■ PROBLEMA PROPOSTO
Retorne sem nenhuma alteração a parte do trecho do documento abaixo que vai de "x_azar = dados[['preco', 'idade_do_modelo', 'km_por_ano']]" até "y_azar, cv=10, return_train_score=False)".

In [None]:
import pandas as pd
import numpy as np
from sklearn.metrics import accuracy_score

uri = "https://gist.githubusercontent.com/guilhermesilveira/e99a526b2e7ccc6c3b70f53db43a87d2/raw/1605fc74aa778066bf2e6695e24d53cf65f2f447/machine-learning-carros-simulacao.csv"
dados = pd.read_csv('../data/modelo_carros.csv', sep=",").drop(columns=["Unnamed: 0"], axis=1)
dados.head()

In [None]:
dados.info()

In [None]:
# situação horrível de "azar" onde as classes estão ordenadas por padrão
dados_azar = dados.sort_values(by=['vendido'], ascending=True)
x_azar = dados[['preco', 'idade_do_modelo', 'km_por_ano']]
y_azar = dados['vendido']
dados_azar.head()

In [None]:
from sklearn.model_selection import cross_validate
from sklearn.dummy import DummyClassifier
SEED = 301
np.random.seed(SEED)

modelo = DummyClassifier()
results = cross_validate(modelo, x_azar, y_azar, cv=10, return_train_score=False)
media = results['test_score'].mean()
desvio_padrao = results['test_score'].std()
print('Accuracy média:  %.2f' %(media * 100))

■ DADOS REGISTRADOS
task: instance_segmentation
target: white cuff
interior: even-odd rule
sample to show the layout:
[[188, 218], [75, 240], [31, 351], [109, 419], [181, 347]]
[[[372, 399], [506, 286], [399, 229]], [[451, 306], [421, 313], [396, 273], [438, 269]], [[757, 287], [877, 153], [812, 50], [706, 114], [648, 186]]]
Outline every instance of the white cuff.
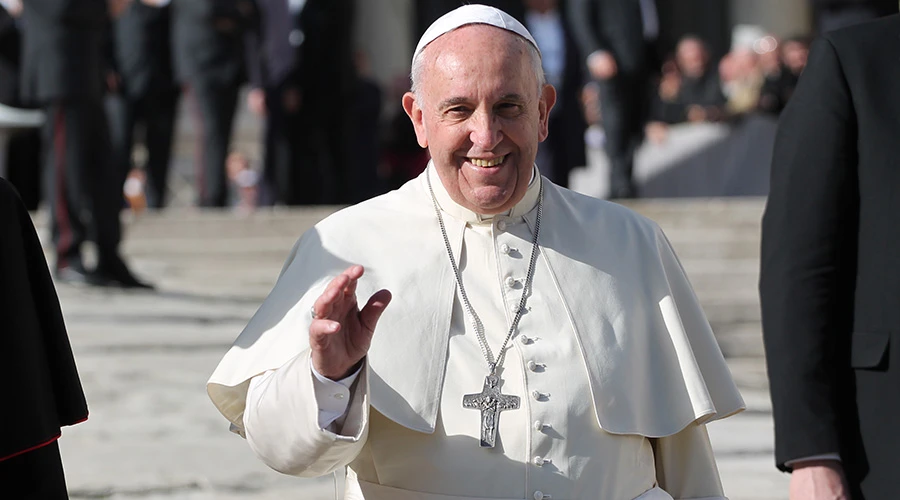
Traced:
[[813, 460], [835, 460], [837, 462], [841, 461], [841, 455], [838, 453], [823, 453], [821, 455], [813, 455], [811, 457], [803, 457], [796, 458], [794, 460], [788, 460], [784, 463], [787, 467], [794, 467], [795, 465], [803, 462], [812, 462]]
[[350, 386], [359, 376], [362, 365], [347, 378], [331, 380], [322, 375], [309, 363], [313, 374], [313, 390], [316, 392], [316, 406], [319, 408], [319, 427], [327, 428], [335, 420], [344, 416], [350, 404]]

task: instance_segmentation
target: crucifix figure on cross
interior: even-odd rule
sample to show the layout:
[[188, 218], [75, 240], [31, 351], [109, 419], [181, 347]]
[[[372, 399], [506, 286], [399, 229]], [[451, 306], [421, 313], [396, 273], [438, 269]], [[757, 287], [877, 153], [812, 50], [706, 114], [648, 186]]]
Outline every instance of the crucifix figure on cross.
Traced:
[[519, 396], [500, 392], [500, 377], [488, 375], [484, 389], [478, 394], [463, 396], [463, 408], [481, 410], [481, 447], [493, 448], [497, 442], [497, 422], [500, 412], [519, 408]]

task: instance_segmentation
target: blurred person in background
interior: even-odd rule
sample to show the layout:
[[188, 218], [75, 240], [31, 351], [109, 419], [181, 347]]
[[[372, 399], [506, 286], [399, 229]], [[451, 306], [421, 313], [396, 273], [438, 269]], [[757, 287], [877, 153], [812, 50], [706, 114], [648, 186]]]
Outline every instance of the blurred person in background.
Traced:
[[174, 0], [175, 75], [197, 131], [197, 203], [228, 203], [225, 159], [245, 80], [244, 34], [254, 25], [252, 0]]
[[557, 89], [556, 105], [550, 111], [550, 130], [538, 149], [537, 163], [550, 180], [567, 187], [569, 172], [585, 165], [584, 132], [580, 92], [584, 82], [584, 60], [578, 53], [568, 18], [560, 0], [525, 0], [525, 26], [541, 49], [544, 75]]
[[900, 16], [817, 39], [781, 114], [760, 304], [792, 500], [898, 496]]
[[107, 100], [114, 158], [124, 182], [143, 130], [146, 205], [166, 204], [179, 89], [172, 71], [171, 0], [132, 0], [113, 26], [116, 92]]
[[710, 64], [706, 43], [693, 35], [682, 38], [675, 49], [675, 63], [681, 75], [681, 121], [720, 120], [725, 115], [726, 98], [717, 68]]
[[87, 403], [41, 242], [5, 179], [0, 220], [0, 497], [65, 500], [57, 440], [61, 427], [87, 420]]
[[684, 120], [684, 108], [678, 102], [681, 93], [681, 72], [674, 58], [663, 63], [659, 81], [650, 97], [650, 116], [644, 133], [655, 144], [665, 142], [669, 125]]
[[[31, 107], [19, 95], [23, 26], [22, 0], [0, 0], [0, 104], [14, 108]], [[40, 129], [12, 134], [5, 160], [8, 180], [28, 210], [37, 210], [41, 200]]]
[[[24, 3], [22, 94], [47, 115], [42, 144], [58, 280], [151, 288], [119, 254], [122, 176], [111, 158], [103, 108], [104, 37], [127, 0], [28, 0]], [[91, 238], [97, 262], [86, 269]]]
[[760, 91], [759, 109], [779, 114], [794, 94], [800, 74], [809, 56], [809, 41], [805, 37], [788, 38], [779, 46], [777, 71], [768, 72]]
[[727, 99], [725, 115], [740, 117], [756, 111], [765, 82], [761, 54], [774, 50], [774, 37], [755, 25], [738, 25], [732, 34], [731, 51], [719, 61], [719, 79]]
[[353, 499], [724, 500], [705, 424], [743, 401], [661, 230], [537, 170], [540, 57], [483, 5], [418, 42], [432, 164], [304, 233], [208, 382], [268, 466]]
[[896, 14], [897, 0], [810, 0], [819, 33]]
[[[265, 205], [324, 203], [328, 178], [340, 150], [328, 140], [332, 124], [346, 118], [328, 109], [333, 96], [341, 102], [342, 85], [330, 73], [340, 64], [334, 56], [339, 40], [349, 36], [332, 29], [344, 20], [335, 4], [347, 0], [257, 0], [259, 24], [247, 33], [247, 59], [252, 89], [247, 105], [265, 117], [263, 198]], [[344, 61], [344, 63], [347, 63]], [[346, 143], [345, 143], [346, 145]], [[343, 165], [340, 167], [343, 168]], [[331, 200], [334, 201], [334, 200]]]
[[637, 195], [632, 178], [634, 153], [643, 139], [647, 111], [648, 45], [658, 32], [655, 4], [653, 0], [569, 0], [567, 10], [589, 75], [599, 84], [610, 162], [609, 196], [633, 198]]

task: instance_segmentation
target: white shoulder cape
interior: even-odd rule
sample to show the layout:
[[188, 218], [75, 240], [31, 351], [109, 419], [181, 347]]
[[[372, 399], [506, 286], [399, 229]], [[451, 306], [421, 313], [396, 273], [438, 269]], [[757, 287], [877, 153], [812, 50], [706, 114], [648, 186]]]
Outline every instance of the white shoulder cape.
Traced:
[[[709, 323], [659, 227], [619, 205], [543, 183], [539, 259], [555, 281], [537, 286], [556, 287], [565, 301], [559, 319], [578, 337], [600, 427], [663, 437], [741, 411]], [[532, 227], [535, 216], [525, 216]], [[459, 258], [465, 223], [445, 222]], [[269, 297], [207, 384], [235, 430], [242, 430], [250, 378], [308, 348], [310, 307], [351, 264], [366, 268], [361, 303], [382, 288], [394, 295], [368, 355], [371, 404], [409, 429], [434, 431], [456, 283], [424, 174], [331, 215], [294, 245]]]

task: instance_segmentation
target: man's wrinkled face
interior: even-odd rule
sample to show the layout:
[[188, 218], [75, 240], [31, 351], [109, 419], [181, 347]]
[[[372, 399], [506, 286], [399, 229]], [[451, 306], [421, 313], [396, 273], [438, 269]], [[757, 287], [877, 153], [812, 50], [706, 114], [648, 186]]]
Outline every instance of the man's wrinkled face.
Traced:
[[450, 197], [480, 214], [525, 196], [547, 137], [556, 91], [539, 88], [527, 43], [500, 28], [463, 26], [425, 48], [419, 92], [403, 96]]

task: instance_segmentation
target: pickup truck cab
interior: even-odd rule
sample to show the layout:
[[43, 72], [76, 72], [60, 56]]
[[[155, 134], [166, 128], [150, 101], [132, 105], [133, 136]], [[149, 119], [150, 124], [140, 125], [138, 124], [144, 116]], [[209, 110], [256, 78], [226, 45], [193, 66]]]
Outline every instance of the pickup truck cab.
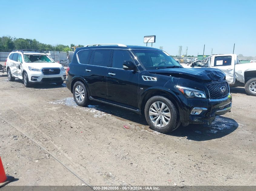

■ RESPOSTA DO EXERCÍCIO
x_azar = dados[['preco', 'idade_do_modelo', 'km_por_ano']]
y_azar = dados['vendido']
dados_azar.head()

In [None]:
from sklearn.model_selection import cross_validate
from sklearn.dummy import DummyClassifier
SEED = 301
np.random.seed(SEED)

modelo = DummyClassifier()
results = cross_validate(modelo, x_azar, y_azar, cv=10, return_train_score=False)